Some people can become deeply in love with a narcissist because they are able to charm their partners at the very beginning. Especially when their partners are serving a purpose to their ego, they will not mind making them feel good about themselves in return.

Narcissists do not initially appear abusive and domineering to their partners. With deeper feelings involved, a partner may believe their faulty behavior to be affectionate at first, for it can be difficult to accept and comprehend how your loved one could cause harm to your own relationship, or why they would want to.

For normal people, it would be counterproductive for a partner to sabotage their own relationship, but a narcissistic individual who is hurt or deeply jealous knows no limits. This gives them a fearless sense of dominance over their partners.

Narcissists are all about themselves. They need constant attention, adoration, and affirmation from the people around them including their partners. However, their partners can’t go beyond the walls they have built around their emotions.

There is no balance in a relationship with them. Narcissistic relationships often feel like a win-lose situation, where the narcissistic partner is always right; they’re the only ones capable of criticism, and they are blameless. This dynamic is known as narcissistic abuse.

=== Dataset entries ===

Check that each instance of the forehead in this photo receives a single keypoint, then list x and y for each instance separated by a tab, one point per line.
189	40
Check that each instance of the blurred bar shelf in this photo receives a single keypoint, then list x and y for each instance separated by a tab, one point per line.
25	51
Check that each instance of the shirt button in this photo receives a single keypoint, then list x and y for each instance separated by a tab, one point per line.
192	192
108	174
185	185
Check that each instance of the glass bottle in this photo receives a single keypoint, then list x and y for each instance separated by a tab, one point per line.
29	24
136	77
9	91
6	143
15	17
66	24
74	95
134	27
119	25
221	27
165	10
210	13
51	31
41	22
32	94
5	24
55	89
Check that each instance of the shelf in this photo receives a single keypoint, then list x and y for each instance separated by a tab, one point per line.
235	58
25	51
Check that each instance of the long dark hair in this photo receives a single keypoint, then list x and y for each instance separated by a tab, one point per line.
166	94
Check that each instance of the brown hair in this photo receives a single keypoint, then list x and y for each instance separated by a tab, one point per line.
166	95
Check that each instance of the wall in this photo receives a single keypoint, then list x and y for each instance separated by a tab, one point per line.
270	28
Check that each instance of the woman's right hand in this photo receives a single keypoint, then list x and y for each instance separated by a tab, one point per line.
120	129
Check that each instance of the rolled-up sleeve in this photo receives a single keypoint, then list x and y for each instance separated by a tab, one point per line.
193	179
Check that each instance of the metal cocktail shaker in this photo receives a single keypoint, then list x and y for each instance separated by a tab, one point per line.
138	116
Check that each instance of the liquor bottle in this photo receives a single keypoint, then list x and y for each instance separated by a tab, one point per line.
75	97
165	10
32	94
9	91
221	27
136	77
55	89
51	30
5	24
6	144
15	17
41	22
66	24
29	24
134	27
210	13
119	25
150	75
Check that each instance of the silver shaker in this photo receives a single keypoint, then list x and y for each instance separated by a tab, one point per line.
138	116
==
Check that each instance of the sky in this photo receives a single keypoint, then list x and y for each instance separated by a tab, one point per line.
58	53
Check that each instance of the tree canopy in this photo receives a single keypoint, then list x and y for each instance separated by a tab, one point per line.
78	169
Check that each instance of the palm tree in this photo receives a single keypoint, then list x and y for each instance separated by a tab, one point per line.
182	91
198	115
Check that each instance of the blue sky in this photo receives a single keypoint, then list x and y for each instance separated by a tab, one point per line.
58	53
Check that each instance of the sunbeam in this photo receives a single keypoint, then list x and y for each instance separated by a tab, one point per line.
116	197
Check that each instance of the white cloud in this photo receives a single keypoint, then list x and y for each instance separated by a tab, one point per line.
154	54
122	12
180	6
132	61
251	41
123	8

=== To-do list ===
1. According to the passage on narcissistic relationships, what three things do narcissists constantly need from the people around them?
2. Retype the passage on narcissistic relationships between "Some people can" and "themselves in return.", inclusive.
The material has nothing to do with the text on narcissistic relationships.

=== Solutions below ===
1. Attention, adoration, and affirmation.

2.
Some people can become deeply in love with a narcissist because they are able to charm their partners at the very beginning. Especially when their partners are serving a purpose to their ego, they will not mind making them feel good about themselves in return.